### USING THE INFORMATION
1) Return the passage of the Cortex Resource Manager README from "Manages resource allocation, MCP" to "with TTL management.", word for word.
2) In the Cortex Resource Manager README, turn the paragraph beginning "Manages resource allocation, MCP server lifecycle" into a short bulleted list that keeps its main facts.
3) Write the next part of the Cortex Resource Manager README, picking up after its final sentence.

### EXTRACT TO READ
Cortex Resource Manager

Cortex Resource Manager

Manages resource allocation, MCP server lifecycle, and Kubernetes workers in cortex automation systems. Provides tools for requesting/releasing job resources, starting/stopping/scaling MCP servers, and provisioning/destroying burst workers with TTL management.

Category
访问服务器

README

Cortex Resource Manager

Part of the Cortex Ecosystem - Multi-agent AI system for autonomous repository management

An MCP (Model Context Protocol) server for managing resource allocation, MCP server lifecycle, and Kubernetes workers in the Cortex automation system.

Repository: ry-ops/cortex-resource-manager Main Cortex Repository: ry-ops/cortex

Features

Resource Allocation (Core Orchestration)

  • Request resources for jobs (MCP servers + workers)
  • Release resources after job completion
  • Track allocations with unique IDs
  • Get current cluster capacity
  • Query allocation details
  • Automatic TTL/expiry handling
  • In-memory allocation tracking

MCP Server Lifecycle Management

  • List all registered MCP servers with status
  • Get detailed status of individual MCP servers
  • Start MCP servers (scale from 0 to 1)
  • Stop MCP servers (scale to 0)
  • Scale MCP servers horizontally (0-10 replicas)
  • Automatic health checking and readiness waiting
  • Graceful and forced shutdown options

Worker Management

  • List Kubernetes workers (permanent and burst) with filtering
  • Provision burst workers with configurable TTL and size
  • Drain workers gracefully before destruction
  • Destroy burst workers safely with protection for permanent workers
  • Get detailed worker information including resources and status
  • Integration with Talos MCP and Proxmox MCP for VM provisioning

Overview

The Cortex Resource Manager provides 16 tools organized into 3 categories.

This MCP server is part of Cortex's infrastructure division, enabling dynamic resource allocation across the multi-divisional organization. See the Cortex Holdings Structure for more information about how Cortex operates as a multi-divisional automation system.

### SUPPLIED MATERIAL
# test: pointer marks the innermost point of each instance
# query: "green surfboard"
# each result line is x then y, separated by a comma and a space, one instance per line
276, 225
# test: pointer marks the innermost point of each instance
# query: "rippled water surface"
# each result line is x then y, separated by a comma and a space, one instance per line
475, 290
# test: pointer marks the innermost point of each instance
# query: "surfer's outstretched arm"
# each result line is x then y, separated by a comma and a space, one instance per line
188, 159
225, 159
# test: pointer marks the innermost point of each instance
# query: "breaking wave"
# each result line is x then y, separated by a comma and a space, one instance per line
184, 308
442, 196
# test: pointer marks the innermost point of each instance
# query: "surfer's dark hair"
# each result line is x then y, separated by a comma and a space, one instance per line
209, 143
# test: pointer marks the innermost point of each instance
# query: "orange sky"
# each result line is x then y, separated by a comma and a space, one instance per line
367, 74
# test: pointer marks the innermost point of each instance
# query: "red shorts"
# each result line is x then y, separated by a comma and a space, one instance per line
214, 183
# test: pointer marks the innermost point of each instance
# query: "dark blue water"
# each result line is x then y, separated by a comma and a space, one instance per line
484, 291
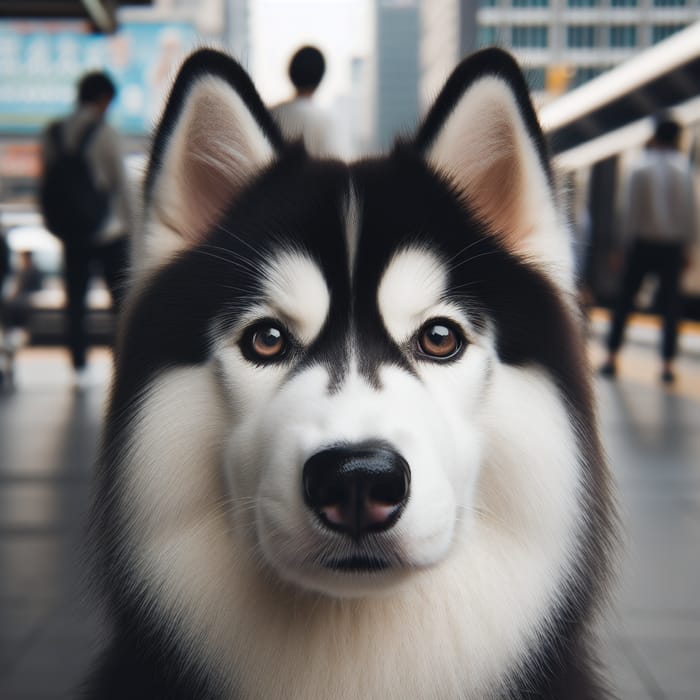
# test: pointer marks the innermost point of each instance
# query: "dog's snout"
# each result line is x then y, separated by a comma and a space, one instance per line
357, 489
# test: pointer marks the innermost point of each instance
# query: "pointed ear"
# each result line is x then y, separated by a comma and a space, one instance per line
214, 137
483, 136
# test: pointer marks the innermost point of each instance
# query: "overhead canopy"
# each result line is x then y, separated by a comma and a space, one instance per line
101, 13
662, 77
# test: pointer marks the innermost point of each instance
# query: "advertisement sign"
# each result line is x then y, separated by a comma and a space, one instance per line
40, 63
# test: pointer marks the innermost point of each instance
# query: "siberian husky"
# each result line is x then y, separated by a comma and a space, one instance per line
351, 450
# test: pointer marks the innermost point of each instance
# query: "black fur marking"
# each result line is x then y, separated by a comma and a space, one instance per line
205, 63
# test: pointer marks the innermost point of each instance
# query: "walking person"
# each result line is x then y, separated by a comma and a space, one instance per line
658, 221
86, 202
300, 117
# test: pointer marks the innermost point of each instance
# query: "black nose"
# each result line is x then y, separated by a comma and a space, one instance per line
357, 489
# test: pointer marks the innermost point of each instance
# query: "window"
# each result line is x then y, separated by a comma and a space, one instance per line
624, 36
486, 36
535, 78
582, 36
534, 36
585, 73
660, 31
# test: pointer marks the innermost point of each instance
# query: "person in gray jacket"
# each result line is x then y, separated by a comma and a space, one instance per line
108, 246
658, 220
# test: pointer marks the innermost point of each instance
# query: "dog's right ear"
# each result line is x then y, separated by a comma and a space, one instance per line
214, 137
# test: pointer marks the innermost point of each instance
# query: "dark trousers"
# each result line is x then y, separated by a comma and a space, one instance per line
666, 261
113, 259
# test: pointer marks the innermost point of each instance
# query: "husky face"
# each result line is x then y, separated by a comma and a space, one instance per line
355, 383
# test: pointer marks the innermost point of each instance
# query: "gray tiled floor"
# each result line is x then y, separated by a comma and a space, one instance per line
48, 438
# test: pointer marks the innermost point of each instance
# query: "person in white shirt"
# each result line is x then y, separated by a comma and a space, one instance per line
300, 118
658, 219
110, 244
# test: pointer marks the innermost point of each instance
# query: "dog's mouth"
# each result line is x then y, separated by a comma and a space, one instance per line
357, 564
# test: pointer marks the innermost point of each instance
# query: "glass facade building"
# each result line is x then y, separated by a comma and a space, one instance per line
578, 39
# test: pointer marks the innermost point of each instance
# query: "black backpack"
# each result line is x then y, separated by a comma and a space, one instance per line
72, 204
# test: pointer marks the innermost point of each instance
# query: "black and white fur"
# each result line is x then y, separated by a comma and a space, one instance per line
220, 581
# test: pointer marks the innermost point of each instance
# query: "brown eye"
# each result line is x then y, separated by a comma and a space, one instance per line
439, 340
266, 341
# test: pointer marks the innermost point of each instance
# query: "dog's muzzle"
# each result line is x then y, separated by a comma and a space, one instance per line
357, 489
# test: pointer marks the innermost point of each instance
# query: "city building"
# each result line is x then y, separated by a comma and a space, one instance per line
564, 43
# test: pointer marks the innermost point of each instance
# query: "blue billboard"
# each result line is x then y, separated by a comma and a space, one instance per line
40, 63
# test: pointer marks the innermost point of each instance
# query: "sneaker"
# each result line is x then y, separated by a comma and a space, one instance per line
608, 370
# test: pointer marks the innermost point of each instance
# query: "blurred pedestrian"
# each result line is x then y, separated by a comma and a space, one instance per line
17, 305
300, 117
658, 222
86, 202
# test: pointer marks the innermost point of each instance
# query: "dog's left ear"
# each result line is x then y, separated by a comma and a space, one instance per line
214, 138
482, 134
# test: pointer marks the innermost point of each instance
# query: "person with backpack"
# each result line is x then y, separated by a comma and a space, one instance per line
86, 202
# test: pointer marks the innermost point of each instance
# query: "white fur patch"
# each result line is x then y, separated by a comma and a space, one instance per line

### RESULTS IN ORDER
1)
Manages resource allocation, MCP server lifecycle, and Kubernetes workers in cortex automation systems. Provides tools for requesting/releasing job resources, starting/stopping/scaling MCP servers, and provisioning/destroying burst workers with TTL management.

2)
- Manages resource allocation, MCP server lifecycle, and Kubernetes workers in cortex automation systems
- Provides tools for requesting and releasing job resources
- Provides tools for starting, stopping, and scaling MCP servers
- Provides tools for provisioning and destroying burst workers with TTL management

3)
Tool Categories

  1. Resource Allocation (5 tools): Core orchestration API for managing cortex job resources

    • request_resources - Request MCP servers and workers for a job
    • release_resources - Release allocated resources
    • get_allocation - Query allocation details
    • get_capacity - Check cluster capacity
    • list_allocations - List all active allocations
  2. MCP Server Lifecycle (5 tools): Manage MCP server deployments in Kubernetes

    • list_mcp_servers - List all MCP servers with status
    • get_mcp_status - Get detailed server status
    • start_mcp - Start an MCP server (scale to 1)
    • stop_mcp - Stop an MCP server (scale to 0)
    • scale_mcp - Scale MCP server horizontally (0-10 replicas)
  3. Worker Management (6 tools): Manage Kubernetes workers (permanent and burst)

    • list_workers - List all workers with filtering
    • provision_workers - Create burst workers with TTL
    • drain_worker - Gracefully drain a worker
    • destroy_worker - Safely destroy burst workers
    • get_worker_details - Get detailed worker information
    • get_worker_capacity - Check worker resource capacity

Installation

# Install from PyPI (when published)
pip install cortex-resource-manager

# Or install from source
git clone https://github.com/ry-ops/cortex-resource-manager.git
cd cortex-resource-manager
pip install -r requirements.txt
pip install -e .

Requirements

  • Python 3.8+
  • Kubernetes cluster access
  • Properly configured kubeconfig or in-cluster service account

Usage

Resource Allocation Tools

The core orchestration API for cortex job management:

from allocation_manager import AllocationManager

# Create manager
manager = AllocationManager(
    total_cpu=16.0,
    total_memory=32768,  # 32GB
    total_workers=10
)

# Request resources for a job
allocation = manager.request_resources(
    job_id="feature-dev-001",
    mcp_servers=["filesystem", "github", "database"],
    workers=4,
    priority="high",
    ttl_seconds=7200,
    metadata={"task_type": "feature_implementation"}
)

print(f"Allocation ID: {allocation['allocation_id']}")
print(f"MCP Servers: {allocation['mcp_servers']}")
print(f"Workers: {allocation['workers_allocated']}")

# Check cluster capacity
capacity = manager.get_capacity()
print(f"Available workers: {capacity['available_workers']}")
print(f"Available CPU: {capacity['available_cpu']}")

# Get allocation details
details = manager.get_allocation(allocation['allocation_id'])
print(f"State: {details['state']}")
print(f"Age: {details['timestamps']['age_seconds']}s")

# Release resources when done
result = manager.release_resources(allocation['allocation_id'])
print(f"Released {result['workers_released']} workers")

MCP Server Lifecycle (Convenience Functions)

from resource_manager_mcp_server import (
    list_mcp_servers,
    get_mcp_status,
    start_mcp,
    stop_mcp,
    scale_mcp
)

# List all MCP servers
servers = list_mcp_servers()
for server in servers:
    print(f"Server: {server['name']}, Status: {server['status']}, Replicas: {server['replicas']}")

# Get detailed status
status = get_mcp_status("example-mcp-server")
print(f"Status: {status['status']}")
print(f"Ready: {status['ready_replicas']}/{status['replicas']}")
print(f"Endpoints: {status['endpoints']}")

# Start a server (wait for ready)
result = start_mcp("example-mcp-server", wait_ready=True)
print(f"Started: {result['name']}, Status: {result['status']}")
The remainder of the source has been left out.